__EXTRACTED INFORMATION__
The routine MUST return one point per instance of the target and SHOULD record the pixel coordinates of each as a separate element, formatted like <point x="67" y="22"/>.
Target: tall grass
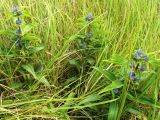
<point x="69" y="84"/>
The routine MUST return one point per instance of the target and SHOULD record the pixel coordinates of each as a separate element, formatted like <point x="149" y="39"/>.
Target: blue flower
<point x="142" y="68"/>
<point x="89" y="32"/>
<point x="89" y="16"/>
<point x="146" y="58"/>
<point x="27" y="47"/>
<point x="17" y="44"/>
<point x="132" y="65"/>
<point x="132" y="75"/>
<point x="18" y="31"/>
<point x="19" y="39"/>
<point x="18" y="21"/>
<point x="116" y="90"/>
<point x="138" y="54"/>
<point x="15" y="8"/>
<point x="19" y="13"/>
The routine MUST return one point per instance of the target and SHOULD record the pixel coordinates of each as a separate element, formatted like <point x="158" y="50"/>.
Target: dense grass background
<point x="68" y="86"/>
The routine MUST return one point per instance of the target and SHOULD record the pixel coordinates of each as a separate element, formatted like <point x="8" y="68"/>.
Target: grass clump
<point x="70" y="60"/>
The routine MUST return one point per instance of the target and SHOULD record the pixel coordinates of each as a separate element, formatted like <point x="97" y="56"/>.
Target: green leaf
<point x="134" y="110"/>
<point x="37" y="49"/>
<point x="108" y="75"/>
<point x="75" y="63"/>
<point x="31" y="37"/>
<point x="113" y="111"/>
<point x="44" y="81"/>
<point x="144" y="100"/>
<point x="89" y="99"/>
<point x="6" y="32"/>
<point x="91" y="61"/>
<point x="26" y="29"/>
<point x="30" y="69"/>
<point x="117" y="59"/>
<point x="113" y="85"/>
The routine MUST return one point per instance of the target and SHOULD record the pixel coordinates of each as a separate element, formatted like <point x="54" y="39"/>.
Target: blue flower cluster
<point x="138" y="64"/>
<point x="18" y="22"/>
<point x="89" y="17"/>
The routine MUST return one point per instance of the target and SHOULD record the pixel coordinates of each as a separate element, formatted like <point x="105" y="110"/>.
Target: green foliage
<point x="79" y="59"/>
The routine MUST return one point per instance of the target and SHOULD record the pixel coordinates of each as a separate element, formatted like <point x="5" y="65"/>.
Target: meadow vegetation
<point x="79" y="60"/>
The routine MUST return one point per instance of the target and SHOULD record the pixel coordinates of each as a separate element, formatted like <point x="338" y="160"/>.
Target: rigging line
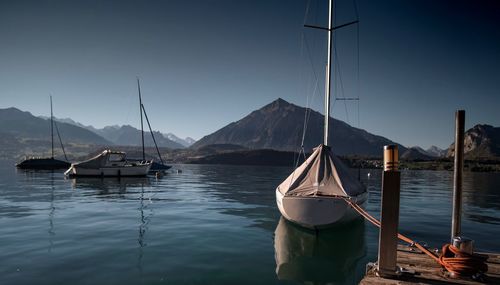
<point x="60" y="140"/>
<point x="356" y="12"/>
<point x="151" y="130"/>
<point x="300" y="73"/>
<point x="337" y="62"/>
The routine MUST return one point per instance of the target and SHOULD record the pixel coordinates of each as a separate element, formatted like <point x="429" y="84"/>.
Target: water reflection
<point x="114" y="186"/>
<point x="329" y="256"/>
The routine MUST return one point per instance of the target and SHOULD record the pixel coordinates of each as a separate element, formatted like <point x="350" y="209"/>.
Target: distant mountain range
<point x="279" y="126"/>
<point x="130" y="136"/>
<point x="23" y="125"/>
<point x="482" y="142"/>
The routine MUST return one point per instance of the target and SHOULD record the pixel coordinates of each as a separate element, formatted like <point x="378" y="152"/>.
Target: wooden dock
<point x="421" y="269"/>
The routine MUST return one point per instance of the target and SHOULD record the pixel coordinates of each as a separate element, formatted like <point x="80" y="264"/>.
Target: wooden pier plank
<point x="427" y="271"/>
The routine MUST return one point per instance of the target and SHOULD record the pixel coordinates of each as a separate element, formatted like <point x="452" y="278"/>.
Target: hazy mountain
<point x="187" y="142"/>
<point x="480" y="142"/>
<point x="128" y="135"/>
<point x="415" y="153"/>
<point x="436" y="151"/>
<point x="279" y="126"/>
<point x="23" y="125"/>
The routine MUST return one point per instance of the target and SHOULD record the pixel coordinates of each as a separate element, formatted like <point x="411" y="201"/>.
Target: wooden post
<point x="389" y="217"/>
<point x="458" y="173"/>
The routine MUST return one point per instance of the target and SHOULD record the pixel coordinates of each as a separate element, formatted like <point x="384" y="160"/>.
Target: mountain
<point x="23" y="125"/>
<point x="128" y="135"/>
<point x="187" y="142"/>
<point x="415" y="153"/>
<point x="279" y="126"/>
<point x="436" y="151"/>
<point x="482" y="142"/>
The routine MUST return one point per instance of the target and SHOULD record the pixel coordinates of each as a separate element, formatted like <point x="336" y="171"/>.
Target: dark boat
<point x="46" y="163"/>
<point x="43" y="163"/>
<point x="155" y="167"/>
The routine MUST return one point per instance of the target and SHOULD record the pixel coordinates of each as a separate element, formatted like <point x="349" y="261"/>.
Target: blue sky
<point x="204" y="64"/>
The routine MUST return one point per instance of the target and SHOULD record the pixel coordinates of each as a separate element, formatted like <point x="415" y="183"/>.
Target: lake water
<point x="210" y="225"/>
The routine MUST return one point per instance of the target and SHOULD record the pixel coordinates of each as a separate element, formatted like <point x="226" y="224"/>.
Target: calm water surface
<point x="210" y="225"/>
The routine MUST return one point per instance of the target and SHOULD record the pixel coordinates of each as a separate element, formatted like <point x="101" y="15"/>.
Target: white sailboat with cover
<point x="314" y="194"/>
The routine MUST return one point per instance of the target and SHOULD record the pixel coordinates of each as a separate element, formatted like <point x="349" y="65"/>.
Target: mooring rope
<point x="451" y="258"/>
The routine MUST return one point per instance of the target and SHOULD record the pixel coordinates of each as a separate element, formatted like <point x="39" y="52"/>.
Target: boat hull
<point x="43" y="164"/>
<point x="135" y="170"/>
<point x="317" y="211"/>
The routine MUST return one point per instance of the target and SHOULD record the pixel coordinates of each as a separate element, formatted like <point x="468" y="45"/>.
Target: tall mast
<point x="51" y="126"/>
<point x="142" y="125"/>
<point x="328" y="71"/>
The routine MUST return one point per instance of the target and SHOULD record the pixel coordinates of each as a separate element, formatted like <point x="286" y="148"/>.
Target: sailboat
<point x="330" y="257"/>
<point x="314" y="194"/>
<point x="155" y="167"/>
<point x="46" y="163"/>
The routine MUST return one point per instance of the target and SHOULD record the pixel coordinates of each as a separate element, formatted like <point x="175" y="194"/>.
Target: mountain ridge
<point x="279" y="126"/>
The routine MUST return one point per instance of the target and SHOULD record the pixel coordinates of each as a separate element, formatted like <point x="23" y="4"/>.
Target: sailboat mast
<point x="142" y="125"/>
<point x="51" y="126"/>
<point x="328" y="71"/>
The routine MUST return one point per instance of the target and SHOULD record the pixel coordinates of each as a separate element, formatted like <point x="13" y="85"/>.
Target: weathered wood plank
<point x="427" y="271"/>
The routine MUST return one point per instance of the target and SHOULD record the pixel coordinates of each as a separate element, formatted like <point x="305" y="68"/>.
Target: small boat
<point x="109" y="163"/>
<point x="46" y="163"/>
<point x="155" y="167"/>
<point x="313" y="195"/>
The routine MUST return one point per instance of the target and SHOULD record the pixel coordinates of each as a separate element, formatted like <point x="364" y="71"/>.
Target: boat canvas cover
<point x="322" y="174"/>
<point x="95" y="162"/>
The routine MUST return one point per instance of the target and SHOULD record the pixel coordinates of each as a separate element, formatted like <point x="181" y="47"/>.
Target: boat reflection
<point x="109" y="185"/>
<point x="329" y="256"/>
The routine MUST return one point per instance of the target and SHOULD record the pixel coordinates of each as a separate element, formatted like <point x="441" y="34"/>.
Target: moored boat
<point x="43" y="163"/>
<point x="109" y="163"/>
<point x="314" y="195"/>
<point x="46" y="163"/>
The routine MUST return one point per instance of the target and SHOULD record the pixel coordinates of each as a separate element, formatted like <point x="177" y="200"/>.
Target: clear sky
<point x="204" y="64"/>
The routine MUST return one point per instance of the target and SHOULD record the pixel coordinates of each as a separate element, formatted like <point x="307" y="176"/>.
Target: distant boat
<point x="313" y="195"/>
<point x="46" y="163"/>
<point x="109" y="163"/>
<point x="155" y="167"/>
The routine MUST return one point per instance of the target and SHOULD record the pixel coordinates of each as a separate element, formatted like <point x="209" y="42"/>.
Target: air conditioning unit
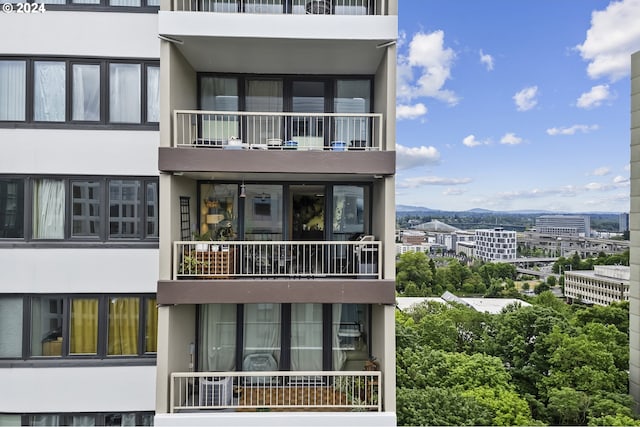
<point x="216" y="391"/>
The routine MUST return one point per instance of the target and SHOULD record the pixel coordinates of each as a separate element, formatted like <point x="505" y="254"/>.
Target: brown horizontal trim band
<point x="276" y="161"/>
<point x="364" y="291"/>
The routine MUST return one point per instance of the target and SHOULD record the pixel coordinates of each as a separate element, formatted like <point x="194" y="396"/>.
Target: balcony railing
<point x="276" y="259"/>
<point x="294" y="7"/>
<point x="276" y="390"/>
<point x="277" y="131"/>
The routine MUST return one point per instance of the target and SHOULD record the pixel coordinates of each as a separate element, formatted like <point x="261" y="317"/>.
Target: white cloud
<point x="411" y="157"/>
<point x="621" y="180"/>
<point x="471" y="141"/>
<point x="431" y="62"/>
<point x="511" y="139"/>
<point x="453" y="192"/>
<point x="613" y="36"/>
<point x="487" y="60"/>
<point x="526" y="98"/>
<point x="594" y="98"/>
<point x="601" y="171"/>
<point x="432" y="180"/>
<point x="572" y="130"/>
<point x="410" y="111"/>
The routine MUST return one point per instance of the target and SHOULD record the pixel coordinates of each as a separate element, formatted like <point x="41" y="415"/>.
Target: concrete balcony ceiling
<point x="286" y="44"/>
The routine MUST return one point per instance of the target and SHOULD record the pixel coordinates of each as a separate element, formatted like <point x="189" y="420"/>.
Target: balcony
<point x="277" y="260"/>
<point x="276" y="391"/>
<point x="276" y="7"/>
<point x="277" y="131"/>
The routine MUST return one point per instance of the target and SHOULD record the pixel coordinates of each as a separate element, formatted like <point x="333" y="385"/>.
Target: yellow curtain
<point x="151" y="333"/>
<point x="124" y="317"/>
<point x="84" y="326"/>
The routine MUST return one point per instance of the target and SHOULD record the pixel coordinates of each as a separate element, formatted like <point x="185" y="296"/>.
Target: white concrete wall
<point x="78" y="389"/>
<point x="77" y="151"/>
<point x="78" y="270"/>
<point x="129" y="35"/>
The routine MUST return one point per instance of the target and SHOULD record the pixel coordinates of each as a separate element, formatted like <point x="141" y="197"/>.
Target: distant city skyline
<point x="513" y="106"/>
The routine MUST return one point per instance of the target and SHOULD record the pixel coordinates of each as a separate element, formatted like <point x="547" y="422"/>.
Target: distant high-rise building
<point x="564" y="225"/>
<point x="495" y="244"/>
<point x="634" y="221"/>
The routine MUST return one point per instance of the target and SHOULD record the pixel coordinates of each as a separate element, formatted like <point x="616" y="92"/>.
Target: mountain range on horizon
<point x="418" y="209"/>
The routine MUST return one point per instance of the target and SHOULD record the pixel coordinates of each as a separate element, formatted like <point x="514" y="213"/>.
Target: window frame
<point x="102" y="239"/>
<point x="102" y="344"/>
<point x="104" y="101"/>
<point x="101" y="6"/>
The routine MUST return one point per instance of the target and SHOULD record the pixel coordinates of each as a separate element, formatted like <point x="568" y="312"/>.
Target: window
<point x="11" y="208"/>
<point x="13" y="90"/>
<point x="113" y="93"/>
<point x="87" y="326"/>
<point x="79" y="209"/>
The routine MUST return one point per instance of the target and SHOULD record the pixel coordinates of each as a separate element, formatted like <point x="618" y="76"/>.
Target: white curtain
<point x="264" y="96"/>
<point x="10" y="327"/>
<point x="124" y="93"/>
<point x="218" y="337"/>
<point x="135" y="3"/>
<point x="49" y="91"/>
<point x="86" y="92"/>
<point x="306" y="337"/>
<point x="262" y="329"/>
<point x="153" y="94"/>
<point x="13" y="89"/>
<point x="48" y="209"/>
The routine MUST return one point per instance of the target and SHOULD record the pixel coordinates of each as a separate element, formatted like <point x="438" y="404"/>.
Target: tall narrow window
<point x="83" y="333"/>
<point x="124" y="206"/>
<point x="46" y="326"/>
<point x="152" y="209"/>
<point x="124" y="93"/>
<point x="11" y="208"/>
<point x="10" y="327"/>
<point x="264" y="96"/>
<point x="13" y="90"/>
<point x="49" y="88"/>
<point x="86" y="208"/>
<point x="353" y="97"/>
<point x="124" y="317"/>
<point x="153" y="94"/>
<point x="86" y="92"/>
<point x="151" y="326"/>
<point x="217" y="337"/>
<point x="306" y="337"/>
<point x="261" y="337"/>
<point x="48" y="209"/>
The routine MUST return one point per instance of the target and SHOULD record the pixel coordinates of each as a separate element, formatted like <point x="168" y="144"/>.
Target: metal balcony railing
<point x="293" y="7"/>
<point x="276" y="259"/>
<point x="277" y="131"/>
<point x="260" y="390"/>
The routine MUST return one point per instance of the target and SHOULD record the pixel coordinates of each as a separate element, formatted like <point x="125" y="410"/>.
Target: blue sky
<point x="515" y="104"/>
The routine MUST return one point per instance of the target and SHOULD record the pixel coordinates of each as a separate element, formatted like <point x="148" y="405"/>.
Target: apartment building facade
<point x="601" y="286"/>
<point x="276" y="291"/>
<point x="495" y="244"/>
<point x="564" y="225"/>
<point x="79" y="113"/>
<point x="634" y="250"/>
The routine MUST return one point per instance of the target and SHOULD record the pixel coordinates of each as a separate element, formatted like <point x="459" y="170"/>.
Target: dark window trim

__TASK DETAILS__
Where the line containing "Target: apartment building facade" appears in the records above, begin copying and continue through the last line; copy each line exactly and include no others.

__ANSWER SECTION__
Target: apartment building facade
<point x="601" y="286"/>
<point x="276" y="291"/>
<point x="495" y="244"/>
<point x="564" y="225"/>
<point x="79" y="113"/>
<point x="634" y="250"/>
The routine MUST return one point per instance of the target and SHOULD record the pixel coordinates of each as a separate element, formatted like <point x="459" y="170"/>.
Target: dark window trim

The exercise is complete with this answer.